● Task to carry out:
Pick out and copy each line in the rows below that contains the string "sign".

● Extracts from a box-labeled dataset:
↓↓↓
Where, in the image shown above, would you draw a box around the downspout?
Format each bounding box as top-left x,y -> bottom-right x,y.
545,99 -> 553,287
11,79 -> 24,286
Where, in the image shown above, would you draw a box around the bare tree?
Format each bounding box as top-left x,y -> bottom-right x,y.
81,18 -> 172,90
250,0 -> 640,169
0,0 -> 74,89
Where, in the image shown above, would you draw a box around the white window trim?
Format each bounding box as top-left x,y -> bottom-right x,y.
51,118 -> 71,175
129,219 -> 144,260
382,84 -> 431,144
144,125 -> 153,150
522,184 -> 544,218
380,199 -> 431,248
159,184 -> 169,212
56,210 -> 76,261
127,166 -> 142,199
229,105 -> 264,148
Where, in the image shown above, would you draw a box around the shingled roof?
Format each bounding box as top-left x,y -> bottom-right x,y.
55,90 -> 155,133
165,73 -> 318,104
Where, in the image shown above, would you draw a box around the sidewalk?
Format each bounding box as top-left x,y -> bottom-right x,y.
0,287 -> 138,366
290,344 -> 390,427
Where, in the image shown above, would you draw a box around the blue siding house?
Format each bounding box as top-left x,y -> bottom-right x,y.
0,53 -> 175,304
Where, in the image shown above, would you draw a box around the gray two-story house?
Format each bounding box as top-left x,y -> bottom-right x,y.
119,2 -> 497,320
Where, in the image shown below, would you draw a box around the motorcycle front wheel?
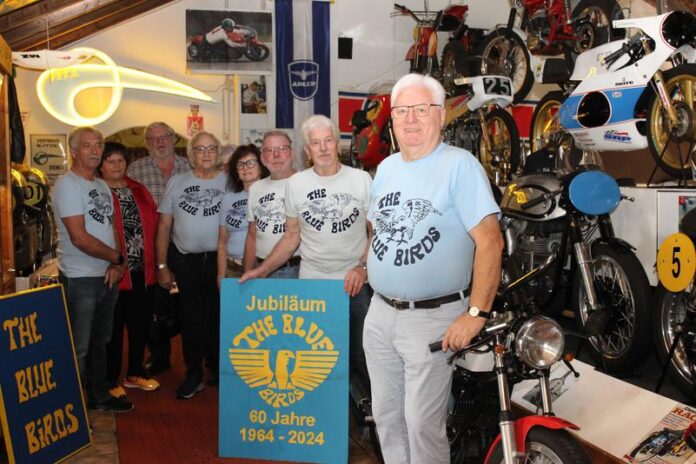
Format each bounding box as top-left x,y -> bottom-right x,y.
244,44 -> 271,61
572,243 -> 651,373
485,427 -> 590,464
647,63 -> 696,179
481,27 -> 534,103
474,108 -> 522,185
654,286 -> 696,395
573,0 -> 626,54
529,91 -> 582,169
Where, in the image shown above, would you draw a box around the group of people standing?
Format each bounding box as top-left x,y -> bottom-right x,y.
53,74 -> 502,463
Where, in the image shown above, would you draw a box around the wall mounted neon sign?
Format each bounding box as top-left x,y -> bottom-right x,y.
12,47 -> 215,126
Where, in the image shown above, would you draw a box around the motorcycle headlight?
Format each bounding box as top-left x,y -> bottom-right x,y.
515,316 -> 565,369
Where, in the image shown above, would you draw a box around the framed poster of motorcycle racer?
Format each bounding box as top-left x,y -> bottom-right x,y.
186,10 -> 273,75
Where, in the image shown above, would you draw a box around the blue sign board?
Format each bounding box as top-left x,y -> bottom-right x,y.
219,279 -> 349,463
0,285 -> 91,464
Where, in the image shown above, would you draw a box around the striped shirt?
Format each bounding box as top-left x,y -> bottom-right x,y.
127,155 -> 191,205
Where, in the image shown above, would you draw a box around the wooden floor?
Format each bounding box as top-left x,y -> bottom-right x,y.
66,337 -> 377,464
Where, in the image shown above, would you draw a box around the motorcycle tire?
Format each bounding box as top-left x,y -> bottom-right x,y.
653,285 -> 696,395
474,108 -> 522,186
244,44 -> 271,61
481,27 -> 534,104
485,427 -> 590,464
572,243 -> 652,374
647,63 -> 696,179
572,0 -> 626,54
529,90 -> 582,169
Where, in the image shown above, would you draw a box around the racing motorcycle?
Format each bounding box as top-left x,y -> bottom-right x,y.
186,25 -> 271,61
655,209 -> 696,398
481,0 -> 624,103
430,262 -> 590,464
500,160 -> 651,373
349,76 -> 521,185
530,11 -> 696,178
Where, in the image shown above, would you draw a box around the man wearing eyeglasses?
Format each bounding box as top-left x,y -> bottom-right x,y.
245,115 -> 372,402
244,130 -> 300,279
363,74 -> 503,464
127,122 -> 191,375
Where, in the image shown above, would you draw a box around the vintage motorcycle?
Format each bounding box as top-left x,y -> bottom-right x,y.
500,160 -> 651,373
186,25 -> 271,61
654,209 -> 696,397
430,262 -> 590,464
481,0 -> 624,103
530,11 -> 696,177
349,76 -> 520,185
391,3 -> 443,74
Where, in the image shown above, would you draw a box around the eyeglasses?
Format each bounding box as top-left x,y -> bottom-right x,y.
193,145 -> 217,155
237,159 -> 259,169
392,103 -> 442,119
147,134 -> 172,142
261,145 -> 290,155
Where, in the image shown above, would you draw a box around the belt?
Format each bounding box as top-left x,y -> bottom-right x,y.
378,288 -> 471,311
256,256 -> 302,269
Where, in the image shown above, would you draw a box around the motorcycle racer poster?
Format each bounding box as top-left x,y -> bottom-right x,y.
623,404 -> 696,464
186,10 -> 273,75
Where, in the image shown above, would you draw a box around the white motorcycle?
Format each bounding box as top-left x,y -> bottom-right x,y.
530,11 -> 696,177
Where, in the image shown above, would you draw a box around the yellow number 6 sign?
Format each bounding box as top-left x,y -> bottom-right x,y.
657,233 -> 696,292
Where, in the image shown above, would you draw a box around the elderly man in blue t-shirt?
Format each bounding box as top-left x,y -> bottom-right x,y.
363,74 -> 503,464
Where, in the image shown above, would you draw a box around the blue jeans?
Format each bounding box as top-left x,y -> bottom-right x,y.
60,275 -> 118,403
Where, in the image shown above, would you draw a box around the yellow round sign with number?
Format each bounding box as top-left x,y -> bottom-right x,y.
657,233 -> 696,292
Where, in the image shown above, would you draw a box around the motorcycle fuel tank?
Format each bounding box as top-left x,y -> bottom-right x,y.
500,173 -> 566,221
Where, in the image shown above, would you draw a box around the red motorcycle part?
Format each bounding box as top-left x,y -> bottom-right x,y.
355,94 -> 391,169
483,416 -> 580,462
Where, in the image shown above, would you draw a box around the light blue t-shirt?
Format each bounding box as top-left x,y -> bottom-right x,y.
157,171 -> 227,254
51,171 -> 116,277
367,143 -> 500,300
220,191 -> 249,258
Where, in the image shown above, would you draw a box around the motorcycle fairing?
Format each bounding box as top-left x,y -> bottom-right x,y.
483,416 -> 580,462
559,85 -> 648,151
568,171 -> 621,216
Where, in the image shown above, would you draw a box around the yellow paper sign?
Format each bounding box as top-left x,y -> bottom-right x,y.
657,233 -> 696,292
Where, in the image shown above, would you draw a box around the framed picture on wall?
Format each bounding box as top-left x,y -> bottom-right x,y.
29,134 -> 68,185
186,10 -> 273,75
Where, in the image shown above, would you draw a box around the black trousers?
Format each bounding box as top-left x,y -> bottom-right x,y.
170,250 -> 220,379
106,271 -> 155,385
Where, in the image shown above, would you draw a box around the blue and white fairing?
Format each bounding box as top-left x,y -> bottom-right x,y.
560,12 -> 696,151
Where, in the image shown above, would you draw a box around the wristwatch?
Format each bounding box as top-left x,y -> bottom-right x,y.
467,306 -> 491,319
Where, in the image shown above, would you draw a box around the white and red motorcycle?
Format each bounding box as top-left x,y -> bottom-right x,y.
530,11 -> 696,177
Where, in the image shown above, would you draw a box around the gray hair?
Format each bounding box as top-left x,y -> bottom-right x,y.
300,114 -> 340,145
261,129 -> 292,146
391,74 -> 445,106
186,131 -> 221,166
68,126 -> 104,151
143,121 -> 176,140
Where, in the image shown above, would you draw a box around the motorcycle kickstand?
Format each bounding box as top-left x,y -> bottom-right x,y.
655,331 -> 682,393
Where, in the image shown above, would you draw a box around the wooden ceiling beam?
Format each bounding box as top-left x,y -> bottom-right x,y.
0,0 -> 172,51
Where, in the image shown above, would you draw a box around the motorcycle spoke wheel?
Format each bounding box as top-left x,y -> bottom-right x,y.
481,28 -> 533,103
573,244 -> 651,372
654,285 -> 696,395
485,427 -> 590,464
647,64 -> 696,178
478,108 -> 521,185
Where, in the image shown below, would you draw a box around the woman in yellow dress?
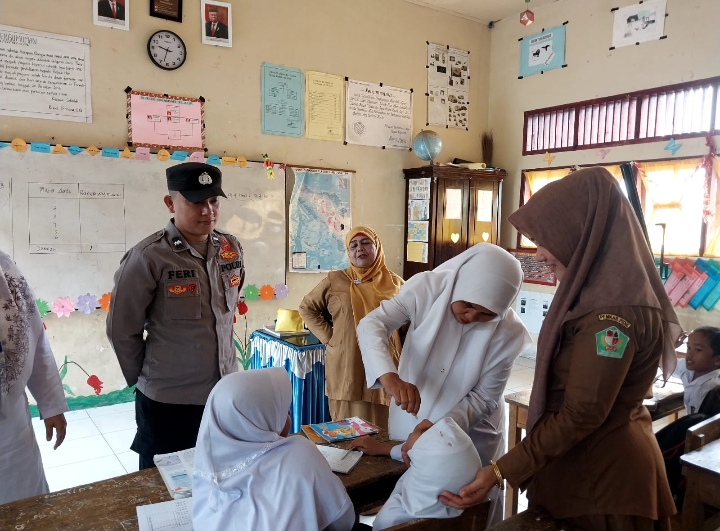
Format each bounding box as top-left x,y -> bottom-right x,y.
300,226 -> 403,429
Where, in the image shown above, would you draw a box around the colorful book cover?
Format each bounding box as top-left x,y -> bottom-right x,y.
310,417 -> 380,442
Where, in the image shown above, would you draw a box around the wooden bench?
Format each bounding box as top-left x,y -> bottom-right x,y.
385,500 -> 490,531
680,415 -> 720,531
488,509 -> 580,531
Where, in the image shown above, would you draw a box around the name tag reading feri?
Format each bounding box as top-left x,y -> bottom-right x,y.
168,284 -> 197,297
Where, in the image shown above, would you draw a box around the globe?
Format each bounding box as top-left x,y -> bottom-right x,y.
413,131 -> 442,161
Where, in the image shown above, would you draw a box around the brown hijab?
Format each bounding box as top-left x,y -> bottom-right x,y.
508,167 -> 682,430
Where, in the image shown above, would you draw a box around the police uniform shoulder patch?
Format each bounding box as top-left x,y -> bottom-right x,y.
598,313 -> 631,328
595,326 -> 630,358
135,229 -> 165,250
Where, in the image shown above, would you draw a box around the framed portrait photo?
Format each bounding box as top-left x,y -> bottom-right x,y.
200,0 -> 232,48
93,0 -> 130,31
150,0 -> 182,22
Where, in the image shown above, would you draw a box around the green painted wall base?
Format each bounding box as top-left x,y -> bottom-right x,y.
30,385 -> 135,418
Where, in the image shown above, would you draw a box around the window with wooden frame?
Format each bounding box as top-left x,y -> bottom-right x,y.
↑↑↑
● Finished exercise:
Where, in the image shown above, would you draw a box around the wall mounted neon sign?
Where, in the image shown above, would you draw a box around the blue sign board?
Where, in the image shown above, would you draw a box around the yellow number 6 sign?
Where, in the image shown above, would you draw a box around the yellow round sign with number?
Where, in the image shown above, would you draw a box around the yellow paper sign?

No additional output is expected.